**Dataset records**
^^^^
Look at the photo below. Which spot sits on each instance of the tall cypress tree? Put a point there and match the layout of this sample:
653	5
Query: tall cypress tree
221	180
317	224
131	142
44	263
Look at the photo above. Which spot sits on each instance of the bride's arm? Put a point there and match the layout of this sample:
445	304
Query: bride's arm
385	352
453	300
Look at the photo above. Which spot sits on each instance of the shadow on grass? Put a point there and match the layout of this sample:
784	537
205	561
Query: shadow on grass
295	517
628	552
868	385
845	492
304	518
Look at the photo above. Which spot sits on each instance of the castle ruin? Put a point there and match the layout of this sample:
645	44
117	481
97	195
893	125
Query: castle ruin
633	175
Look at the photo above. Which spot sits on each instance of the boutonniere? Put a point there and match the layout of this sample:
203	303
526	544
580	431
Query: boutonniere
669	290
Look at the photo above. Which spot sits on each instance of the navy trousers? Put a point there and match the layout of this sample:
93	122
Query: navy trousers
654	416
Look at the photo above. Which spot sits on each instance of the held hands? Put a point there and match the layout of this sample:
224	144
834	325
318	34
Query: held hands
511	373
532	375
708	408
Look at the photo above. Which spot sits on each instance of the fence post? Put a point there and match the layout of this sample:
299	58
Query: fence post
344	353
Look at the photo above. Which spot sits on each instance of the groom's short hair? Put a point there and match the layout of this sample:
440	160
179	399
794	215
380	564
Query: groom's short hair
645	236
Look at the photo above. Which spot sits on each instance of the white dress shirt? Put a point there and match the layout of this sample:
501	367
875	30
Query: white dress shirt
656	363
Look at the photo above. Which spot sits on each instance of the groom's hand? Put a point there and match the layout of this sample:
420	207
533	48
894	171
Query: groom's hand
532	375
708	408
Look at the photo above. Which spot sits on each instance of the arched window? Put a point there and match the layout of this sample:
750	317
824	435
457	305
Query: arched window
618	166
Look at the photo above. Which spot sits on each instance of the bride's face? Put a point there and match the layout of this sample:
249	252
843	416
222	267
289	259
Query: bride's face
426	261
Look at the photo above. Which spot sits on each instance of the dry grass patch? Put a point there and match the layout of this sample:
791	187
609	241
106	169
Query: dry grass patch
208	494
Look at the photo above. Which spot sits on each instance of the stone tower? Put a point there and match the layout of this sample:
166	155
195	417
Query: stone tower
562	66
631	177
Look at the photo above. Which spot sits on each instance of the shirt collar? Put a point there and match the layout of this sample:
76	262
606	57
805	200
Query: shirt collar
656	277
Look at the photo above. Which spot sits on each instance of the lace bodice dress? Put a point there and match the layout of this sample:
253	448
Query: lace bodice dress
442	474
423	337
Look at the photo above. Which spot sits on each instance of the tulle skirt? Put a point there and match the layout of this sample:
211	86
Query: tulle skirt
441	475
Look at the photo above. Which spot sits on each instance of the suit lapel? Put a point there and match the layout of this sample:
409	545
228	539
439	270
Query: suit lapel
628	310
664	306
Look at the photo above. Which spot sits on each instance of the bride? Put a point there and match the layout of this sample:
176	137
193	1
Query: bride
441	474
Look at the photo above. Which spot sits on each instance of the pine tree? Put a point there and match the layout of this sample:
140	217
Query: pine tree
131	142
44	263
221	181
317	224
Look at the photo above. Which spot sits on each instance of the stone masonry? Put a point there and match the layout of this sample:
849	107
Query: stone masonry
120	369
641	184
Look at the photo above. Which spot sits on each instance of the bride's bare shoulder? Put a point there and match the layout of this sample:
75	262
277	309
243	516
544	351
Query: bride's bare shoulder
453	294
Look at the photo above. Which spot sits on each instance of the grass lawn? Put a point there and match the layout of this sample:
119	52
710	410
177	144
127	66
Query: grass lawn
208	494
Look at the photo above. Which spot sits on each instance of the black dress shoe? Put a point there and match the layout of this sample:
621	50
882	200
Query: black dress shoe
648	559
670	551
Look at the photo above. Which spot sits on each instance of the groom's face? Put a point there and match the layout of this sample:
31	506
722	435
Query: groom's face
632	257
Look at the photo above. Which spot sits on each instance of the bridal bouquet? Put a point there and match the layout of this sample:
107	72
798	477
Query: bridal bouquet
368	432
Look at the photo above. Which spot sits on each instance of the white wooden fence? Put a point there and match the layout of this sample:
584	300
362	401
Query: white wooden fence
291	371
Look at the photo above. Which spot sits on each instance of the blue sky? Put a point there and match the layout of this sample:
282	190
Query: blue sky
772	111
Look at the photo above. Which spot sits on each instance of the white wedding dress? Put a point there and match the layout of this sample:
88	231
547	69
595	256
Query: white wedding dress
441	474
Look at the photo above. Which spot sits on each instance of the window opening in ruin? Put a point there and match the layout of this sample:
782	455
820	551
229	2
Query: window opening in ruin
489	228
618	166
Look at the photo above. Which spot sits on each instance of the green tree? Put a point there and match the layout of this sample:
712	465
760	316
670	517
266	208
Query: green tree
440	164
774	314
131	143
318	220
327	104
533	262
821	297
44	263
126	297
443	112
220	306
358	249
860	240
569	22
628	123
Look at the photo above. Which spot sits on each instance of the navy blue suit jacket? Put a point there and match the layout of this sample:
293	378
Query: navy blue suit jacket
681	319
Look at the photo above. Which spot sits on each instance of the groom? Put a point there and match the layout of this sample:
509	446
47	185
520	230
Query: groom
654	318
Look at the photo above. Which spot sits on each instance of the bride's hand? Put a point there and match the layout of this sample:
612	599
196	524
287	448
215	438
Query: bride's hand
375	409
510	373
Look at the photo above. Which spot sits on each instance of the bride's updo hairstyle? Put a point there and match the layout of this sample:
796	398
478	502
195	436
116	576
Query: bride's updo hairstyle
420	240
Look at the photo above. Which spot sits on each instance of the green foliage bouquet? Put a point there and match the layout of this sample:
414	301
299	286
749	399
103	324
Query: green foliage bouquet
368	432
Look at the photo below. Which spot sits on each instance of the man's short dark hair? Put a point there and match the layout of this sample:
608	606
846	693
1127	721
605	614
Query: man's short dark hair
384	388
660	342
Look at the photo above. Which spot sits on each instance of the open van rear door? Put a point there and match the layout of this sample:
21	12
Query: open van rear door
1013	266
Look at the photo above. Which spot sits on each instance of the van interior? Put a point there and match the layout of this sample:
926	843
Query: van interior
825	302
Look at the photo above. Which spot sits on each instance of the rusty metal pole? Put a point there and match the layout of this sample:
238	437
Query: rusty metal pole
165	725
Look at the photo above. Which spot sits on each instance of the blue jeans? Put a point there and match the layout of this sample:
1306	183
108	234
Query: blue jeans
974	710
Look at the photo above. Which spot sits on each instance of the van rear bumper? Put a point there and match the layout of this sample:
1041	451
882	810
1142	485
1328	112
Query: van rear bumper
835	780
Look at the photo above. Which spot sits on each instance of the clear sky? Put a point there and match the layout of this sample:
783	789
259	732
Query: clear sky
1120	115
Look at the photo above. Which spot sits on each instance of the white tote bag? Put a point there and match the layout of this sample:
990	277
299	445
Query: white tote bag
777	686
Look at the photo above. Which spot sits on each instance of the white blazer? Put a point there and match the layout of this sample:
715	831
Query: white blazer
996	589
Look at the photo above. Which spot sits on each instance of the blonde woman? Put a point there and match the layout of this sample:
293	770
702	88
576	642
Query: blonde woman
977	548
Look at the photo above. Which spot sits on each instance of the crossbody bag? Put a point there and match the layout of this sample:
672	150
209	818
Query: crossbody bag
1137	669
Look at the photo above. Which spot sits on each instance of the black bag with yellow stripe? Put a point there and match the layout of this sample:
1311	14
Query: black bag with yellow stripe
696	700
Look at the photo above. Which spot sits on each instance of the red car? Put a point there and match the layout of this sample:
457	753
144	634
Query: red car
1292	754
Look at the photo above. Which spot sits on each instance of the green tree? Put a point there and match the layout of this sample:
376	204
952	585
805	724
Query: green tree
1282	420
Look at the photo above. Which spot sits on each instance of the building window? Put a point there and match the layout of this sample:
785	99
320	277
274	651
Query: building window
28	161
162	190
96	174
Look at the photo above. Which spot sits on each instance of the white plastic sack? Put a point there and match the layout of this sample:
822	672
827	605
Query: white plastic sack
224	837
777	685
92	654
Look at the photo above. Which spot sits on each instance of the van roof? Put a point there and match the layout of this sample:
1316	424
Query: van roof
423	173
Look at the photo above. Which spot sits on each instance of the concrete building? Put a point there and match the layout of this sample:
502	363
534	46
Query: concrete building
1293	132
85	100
^^^^
Each line from the one containing "of the building" to the end of the listing above should be copied exactly, and nothing else.

Look at the photo above. Which spot sits on each instance of the building window? Put a point there and match the layout of this sample:
785	99
320	277
274	651
Query: building window
28	161
162	190
96	174
Look at the photo above. Which spot sits on each instance of the white plastic sack? Put a point there and match the layout of this sample:
822	672
827	605
Query: white plastic sack
224	837
777	685
92	654
Look at the photo above. Which spot sits on each instance of the van roof? Put a point there and match the layout of this sample:
1316	424
Query: van roof
423	173
Look at the photo above. Which spot sits on each instance of the concrete building? Put a point there and match the layout of this sample:
502	363
534	46
Query: concrete building
1293	132
85	100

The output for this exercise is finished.